# Provided entries:

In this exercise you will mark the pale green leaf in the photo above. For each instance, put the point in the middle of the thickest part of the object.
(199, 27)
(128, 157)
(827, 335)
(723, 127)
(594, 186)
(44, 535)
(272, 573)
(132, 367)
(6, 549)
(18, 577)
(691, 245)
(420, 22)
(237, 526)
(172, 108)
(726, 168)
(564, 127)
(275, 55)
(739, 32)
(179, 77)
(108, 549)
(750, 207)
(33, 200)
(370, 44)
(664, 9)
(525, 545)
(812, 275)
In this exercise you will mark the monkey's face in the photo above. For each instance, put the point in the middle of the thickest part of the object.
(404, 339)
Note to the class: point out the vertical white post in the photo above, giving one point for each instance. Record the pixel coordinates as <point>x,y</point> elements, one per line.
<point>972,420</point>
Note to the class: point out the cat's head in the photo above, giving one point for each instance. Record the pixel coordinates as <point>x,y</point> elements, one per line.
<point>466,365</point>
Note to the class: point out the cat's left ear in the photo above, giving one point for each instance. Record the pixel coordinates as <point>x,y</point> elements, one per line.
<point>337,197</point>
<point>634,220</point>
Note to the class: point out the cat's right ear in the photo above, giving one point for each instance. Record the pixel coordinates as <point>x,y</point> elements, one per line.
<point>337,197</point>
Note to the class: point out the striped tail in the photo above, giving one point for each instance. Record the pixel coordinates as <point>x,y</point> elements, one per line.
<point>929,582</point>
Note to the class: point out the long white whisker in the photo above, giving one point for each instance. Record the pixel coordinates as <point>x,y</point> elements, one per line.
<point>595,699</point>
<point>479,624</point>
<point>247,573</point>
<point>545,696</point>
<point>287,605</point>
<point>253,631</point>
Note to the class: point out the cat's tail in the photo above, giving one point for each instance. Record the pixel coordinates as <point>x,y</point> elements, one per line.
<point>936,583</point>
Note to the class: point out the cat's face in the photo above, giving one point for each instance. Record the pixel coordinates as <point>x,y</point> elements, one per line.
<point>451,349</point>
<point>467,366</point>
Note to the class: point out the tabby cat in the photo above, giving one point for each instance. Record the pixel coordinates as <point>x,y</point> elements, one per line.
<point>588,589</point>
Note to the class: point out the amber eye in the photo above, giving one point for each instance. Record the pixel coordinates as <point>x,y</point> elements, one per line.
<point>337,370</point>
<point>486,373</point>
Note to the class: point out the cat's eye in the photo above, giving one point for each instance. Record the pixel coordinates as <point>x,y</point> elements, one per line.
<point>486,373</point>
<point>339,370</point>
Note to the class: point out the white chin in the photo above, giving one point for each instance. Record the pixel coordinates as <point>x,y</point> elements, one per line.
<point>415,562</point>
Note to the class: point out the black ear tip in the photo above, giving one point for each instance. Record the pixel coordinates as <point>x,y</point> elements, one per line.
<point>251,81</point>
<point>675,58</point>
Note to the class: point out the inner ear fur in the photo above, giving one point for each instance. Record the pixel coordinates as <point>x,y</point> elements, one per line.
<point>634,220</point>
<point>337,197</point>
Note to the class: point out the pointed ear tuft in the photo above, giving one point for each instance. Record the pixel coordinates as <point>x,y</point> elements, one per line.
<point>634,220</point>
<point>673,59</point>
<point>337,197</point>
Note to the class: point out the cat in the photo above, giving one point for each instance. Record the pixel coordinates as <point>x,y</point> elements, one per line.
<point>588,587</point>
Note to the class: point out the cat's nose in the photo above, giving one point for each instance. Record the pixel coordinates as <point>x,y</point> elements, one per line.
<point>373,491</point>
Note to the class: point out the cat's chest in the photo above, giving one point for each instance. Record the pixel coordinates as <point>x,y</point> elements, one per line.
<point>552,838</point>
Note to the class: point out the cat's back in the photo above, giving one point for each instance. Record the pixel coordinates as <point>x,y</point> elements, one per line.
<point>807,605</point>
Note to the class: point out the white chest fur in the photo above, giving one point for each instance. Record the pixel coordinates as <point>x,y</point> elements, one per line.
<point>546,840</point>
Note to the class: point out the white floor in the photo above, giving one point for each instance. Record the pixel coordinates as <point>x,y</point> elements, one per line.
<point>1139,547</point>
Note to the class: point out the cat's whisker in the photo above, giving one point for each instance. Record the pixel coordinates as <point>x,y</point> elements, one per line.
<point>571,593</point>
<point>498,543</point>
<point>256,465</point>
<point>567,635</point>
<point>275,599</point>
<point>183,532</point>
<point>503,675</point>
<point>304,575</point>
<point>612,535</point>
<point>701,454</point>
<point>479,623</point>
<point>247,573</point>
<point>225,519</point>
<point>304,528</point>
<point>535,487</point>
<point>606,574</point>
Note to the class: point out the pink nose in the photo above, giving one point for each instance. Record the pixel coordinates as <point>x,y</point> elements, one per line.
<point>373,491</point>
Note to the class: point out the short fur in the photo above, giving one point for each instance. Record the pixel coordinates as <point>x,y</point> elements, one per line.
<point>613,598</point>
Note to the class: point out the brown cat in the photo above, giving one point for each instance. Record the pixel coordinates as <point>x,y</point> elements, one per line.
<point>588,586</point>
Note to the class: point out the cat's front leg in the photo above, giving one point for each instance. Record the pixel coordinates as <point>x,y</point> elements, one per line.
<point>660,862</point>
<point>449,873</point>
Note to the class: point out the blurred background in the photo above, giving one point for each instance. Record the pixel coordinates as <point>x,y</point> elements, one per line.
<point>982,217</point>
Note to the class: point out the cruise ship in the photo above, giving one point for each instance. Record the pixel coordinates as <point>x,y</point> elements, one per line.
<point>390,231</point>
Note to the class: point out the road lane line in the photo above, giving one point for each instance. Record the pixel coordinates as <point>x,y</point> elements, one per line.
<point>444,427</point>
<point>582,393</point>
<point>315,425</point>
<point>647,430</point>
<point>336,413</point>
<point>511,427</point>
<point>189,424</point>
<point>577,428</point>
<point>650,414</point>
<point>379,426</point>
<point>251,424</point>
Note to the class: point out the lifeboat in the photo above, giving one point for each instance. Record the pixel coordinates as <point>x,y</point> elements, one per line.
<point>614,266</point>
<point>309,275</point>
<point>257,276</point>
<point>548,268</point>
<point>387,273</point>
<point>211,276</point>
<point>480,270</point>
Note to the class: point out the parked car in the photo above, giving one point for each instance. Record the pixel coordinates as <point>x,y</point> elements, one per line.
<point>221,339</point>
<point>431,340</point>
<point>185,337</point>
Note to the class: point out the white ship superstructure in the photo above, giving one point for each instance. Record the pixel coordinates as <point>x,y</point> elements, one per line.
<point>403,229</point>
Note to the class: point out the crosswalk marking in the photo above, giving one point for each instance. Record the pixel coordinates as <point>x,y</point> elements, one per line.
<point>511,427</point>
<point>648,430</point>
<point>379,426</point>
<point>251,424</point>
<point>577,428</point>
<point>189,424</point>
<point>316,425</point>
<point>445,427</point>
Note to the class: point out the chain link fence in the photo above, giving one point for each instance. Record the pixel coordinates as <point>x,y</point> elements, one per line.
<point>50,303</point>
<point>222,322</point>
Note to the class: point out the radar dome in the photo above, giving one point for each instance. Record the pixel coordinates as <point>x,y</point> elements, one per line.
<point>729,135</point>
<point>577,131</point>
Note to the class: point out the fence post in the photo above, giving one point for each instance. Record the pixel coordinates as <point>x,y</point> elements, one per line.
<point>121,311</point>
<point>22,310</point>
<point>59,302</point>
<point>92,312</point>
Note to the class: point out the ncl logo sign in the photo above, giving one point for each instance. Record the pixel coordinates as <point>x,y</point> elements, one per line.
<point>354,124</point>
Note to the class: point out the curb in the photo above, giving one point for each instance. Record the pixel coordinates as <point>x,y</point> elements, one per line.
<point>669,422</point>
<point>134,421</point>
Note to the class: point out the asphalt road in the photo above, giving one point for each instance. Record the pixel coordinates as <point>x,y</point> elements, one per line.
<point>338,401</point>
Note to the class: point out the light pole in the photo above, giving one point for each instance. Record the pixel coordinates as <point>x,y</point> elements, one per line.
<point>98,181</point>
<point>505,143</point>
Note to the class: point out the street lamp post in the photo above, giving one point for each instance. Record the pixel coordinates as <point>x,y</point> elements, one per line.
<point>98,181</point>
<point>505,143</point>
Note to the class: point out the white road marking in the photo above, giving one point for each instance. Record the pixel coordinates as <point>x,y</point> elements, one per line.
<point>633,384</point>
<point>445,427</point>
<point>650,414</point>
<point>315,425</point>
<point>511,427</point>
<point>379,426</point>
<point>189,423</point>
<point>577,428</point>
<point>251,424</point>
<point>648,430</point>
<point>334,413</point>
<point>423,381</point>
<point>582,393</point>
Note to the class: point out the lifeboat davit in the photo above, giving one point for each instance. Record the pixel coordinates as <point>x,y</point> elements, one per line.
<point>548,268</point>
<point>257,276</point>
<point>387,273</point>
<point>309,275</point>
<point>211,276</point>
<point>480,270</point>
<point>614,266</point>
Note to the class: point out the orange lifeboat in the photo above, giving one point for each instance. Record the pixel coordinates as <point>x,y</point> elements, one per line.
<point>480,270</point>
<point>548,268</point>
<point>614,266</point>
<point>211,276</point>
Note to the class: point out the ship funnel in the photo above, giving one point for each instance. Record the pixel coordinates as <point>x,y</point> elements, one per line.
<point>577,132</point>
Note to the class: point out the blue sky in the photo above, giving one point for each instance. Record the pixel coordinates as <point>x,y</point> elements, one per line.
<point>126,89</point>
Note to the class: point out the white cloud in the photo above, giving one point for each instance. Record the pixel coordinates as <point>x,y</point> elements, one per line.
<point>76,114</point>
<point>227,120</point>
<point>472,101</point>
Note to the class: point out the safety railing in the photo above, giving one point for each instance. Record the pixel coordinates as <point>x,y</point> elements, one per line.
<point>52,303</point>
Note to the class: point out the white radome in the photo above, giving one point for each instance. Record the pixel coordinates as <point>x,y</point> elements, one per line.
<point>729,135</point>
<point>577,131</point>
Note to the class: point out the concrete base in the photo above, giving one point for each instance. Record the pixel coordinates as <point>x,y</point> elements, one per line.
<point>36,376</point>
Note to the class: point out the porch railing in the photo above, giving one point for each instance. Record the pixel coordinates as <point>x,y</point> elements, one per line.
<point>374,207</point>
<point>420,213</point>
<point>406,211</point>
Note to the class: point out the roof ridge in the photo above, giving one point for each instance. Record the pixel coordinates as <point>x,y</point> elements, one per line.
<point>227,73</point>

# Exercise:
Set down the lines from the one with "Note to the class: point out the white cloud" through the end of the data above. Keep each exactly as written and add no other line.

# Output of the task:
Note to the class: point out the white cloud in the photo above, giving one point for each instance. Record the pixel coordinates as <point>x,y</point> elements, one per line.
<point>76,114</point>
<point>227,120</point>
<point>472,101</point>
Note to the class: point out the safety railing in the photo above, giving one point for each instance. Record the pixel coordinates as <point>x,y</point> elements, one per line.
<point>52,303</point>
Note to the class: point out the white radome in the photo above, giving one point for each instance. Record the pixel coordinates as <point>x,y</point> elements, one per line.
<point>729,135</point>
<point>577,131</point>
Note to the class: point out the concrete base in the photo above, giving one point for each instance. Record the pixel coordinates as <point>x,y</point> elements, one per line.
<point>36,376</point>
Note to the class: point out the porch railing in the photo above, giving one point for each instance. Record the pixel coordinates as <point>x,y</point> elements, one per line.
<point>374,207</point>
<point>420,213</point>
<point>406,211</point>
Note to the class: point out the roof ridge in the photo above, giving one point for each instance. Record the pixel coordinates as <point>x,y</point> elements, one per line.
<point>227,73</point>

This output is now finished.